[Start of section]

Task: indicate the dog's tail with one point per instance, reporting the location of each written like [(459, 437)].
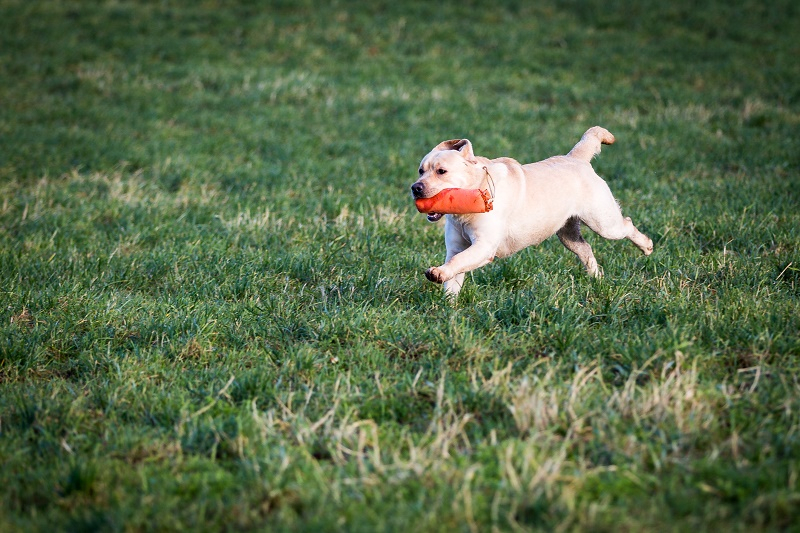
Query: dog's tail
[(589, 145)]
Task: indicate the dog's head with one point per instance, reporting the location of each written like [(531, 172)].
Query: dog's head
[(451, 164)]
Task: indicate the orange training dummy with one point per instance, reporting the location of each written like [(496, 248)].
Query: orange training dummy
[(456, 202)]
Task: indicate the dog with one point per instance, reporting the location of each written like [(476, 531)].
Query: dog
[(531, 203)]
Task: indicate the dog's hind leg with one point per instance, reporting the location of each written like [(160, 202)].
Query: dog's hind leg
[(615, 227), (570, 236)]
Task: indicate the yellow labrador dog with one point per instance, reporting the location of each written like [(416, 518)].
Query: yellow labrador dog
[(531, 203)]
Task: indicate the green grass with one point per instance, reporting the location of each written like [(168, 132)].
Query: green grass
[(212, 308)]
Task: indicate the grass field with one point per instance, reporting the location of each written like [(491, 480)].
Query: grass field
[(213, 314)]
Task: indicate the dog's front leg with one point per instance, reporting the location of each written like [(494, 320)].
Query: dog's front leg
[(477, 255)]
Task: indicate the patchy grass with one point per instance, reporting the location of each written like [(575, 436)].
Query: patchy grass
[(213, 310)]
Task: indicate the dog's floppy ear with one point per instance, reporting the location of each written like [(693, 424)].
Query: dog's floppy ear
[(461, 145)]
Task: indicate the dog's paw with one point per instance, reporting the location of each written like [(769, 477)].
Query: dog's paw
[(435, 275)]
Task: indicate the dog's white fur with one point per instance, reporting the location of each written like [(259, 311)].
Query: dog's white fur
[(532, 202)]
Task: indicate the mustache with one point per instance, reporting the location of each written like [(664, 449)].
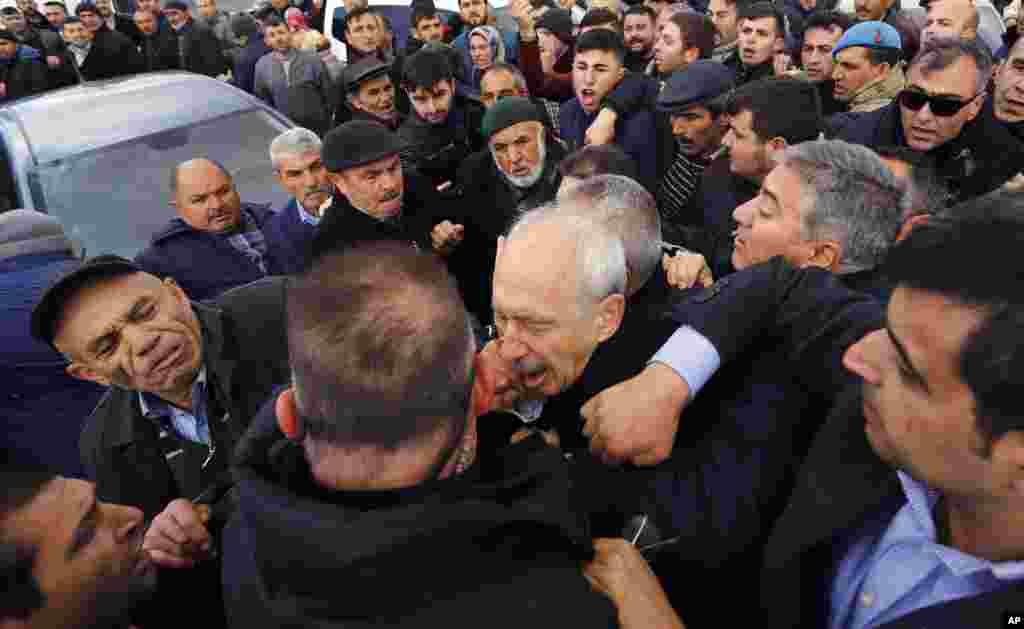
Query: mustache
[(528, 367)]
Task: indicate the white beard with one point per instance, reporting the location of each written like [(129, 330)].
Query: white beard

[End of section]
[Start of section]

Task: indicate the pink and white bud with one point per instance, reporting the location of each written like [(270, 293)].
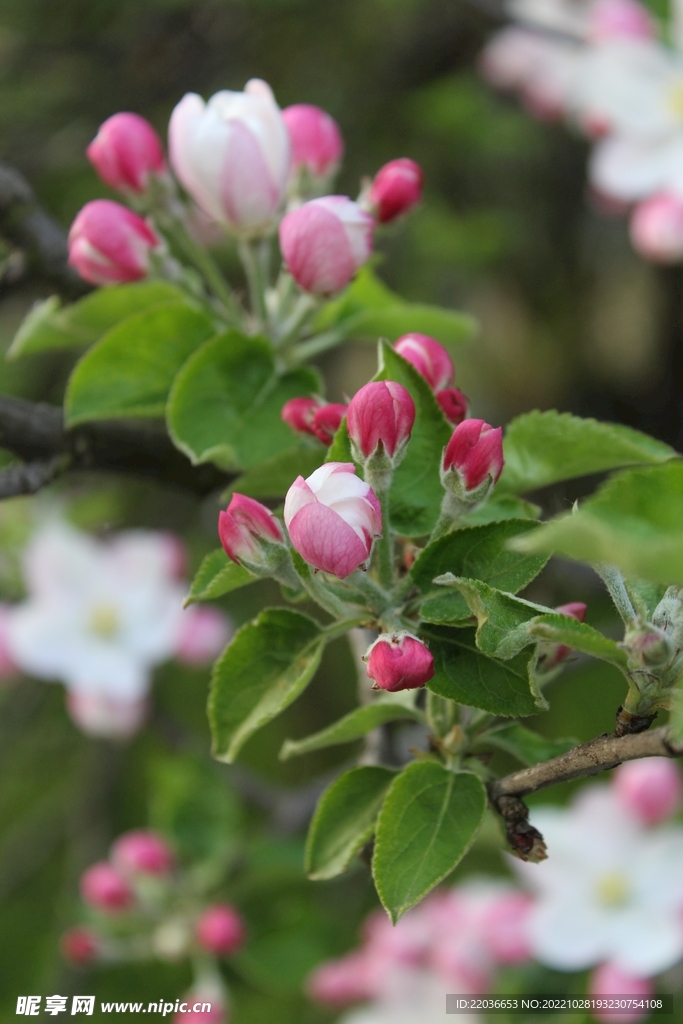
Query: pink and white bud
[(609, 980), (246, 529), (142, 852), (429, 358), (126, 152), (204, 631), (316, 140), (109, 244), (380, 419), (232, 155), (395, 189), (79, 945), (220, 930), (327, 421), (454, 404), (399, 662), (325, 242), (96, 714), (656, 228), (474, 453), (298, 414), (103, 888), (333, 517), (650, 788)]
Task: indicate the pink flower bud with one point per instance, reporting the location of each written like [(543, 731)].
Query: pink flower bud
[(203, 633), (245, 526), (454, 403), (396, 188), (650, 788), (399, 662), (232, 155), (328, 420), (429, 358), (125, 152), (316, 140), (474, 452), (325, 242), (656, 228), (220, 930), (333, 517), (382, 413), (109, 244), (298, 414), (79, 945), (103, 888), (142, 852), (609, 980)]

[End of section]

# Work instructions
Reproduce, word for word, only the lines in the records above from the line with "Query: yellow labrador dog" through the line with "Query: white beard", including both ends; omit the pictures.

# Your solution
Query: yellow labrador dog
[(531, 203)]
Task: indicate the green grass with one point per instance, reporting the location of each written like [(168, 132)].
Query: green grass
[(212, 308)]
Task: indicate the grass field with one point per instance, reporting the location of each written like [(491, 480)].
Query: grass field
[(213, 314)]
Task: indicate the dog's front leg with one point per instance, reporting the location of each written like [(494, 320)].
Query: dog's front leg
[(477, 255)]
Task: indicate the patchy grass with one point per instance, reporting the location of each written like [(575, 436)].
Query: patchy grass
[(213, 310)]
Task: indicate the dog's floppy ear with one point per instance, reporting the location of each written like [(693, 424)].
Query: dog's floppy ear
[(461, 145)]
Task: indicate the dog's paw with one point per instance, reporting the location of each written like [(769, 477)].
Query: dog's paw
[(435, 275)]
Task: indicate the dog's white fur with one point per instance, reporting the location of each written like [(259, 311)].
Query: dog's white fur
[(532, 202)]
Task: indicate the mustache with one point per instance, reporting the location of each written like [(664, 449)].
Query: mustache
[(528, 367)]
Task: indicate the white beard with one point per instance, reporting the location of each written like [(129, 330)].
Query: white beard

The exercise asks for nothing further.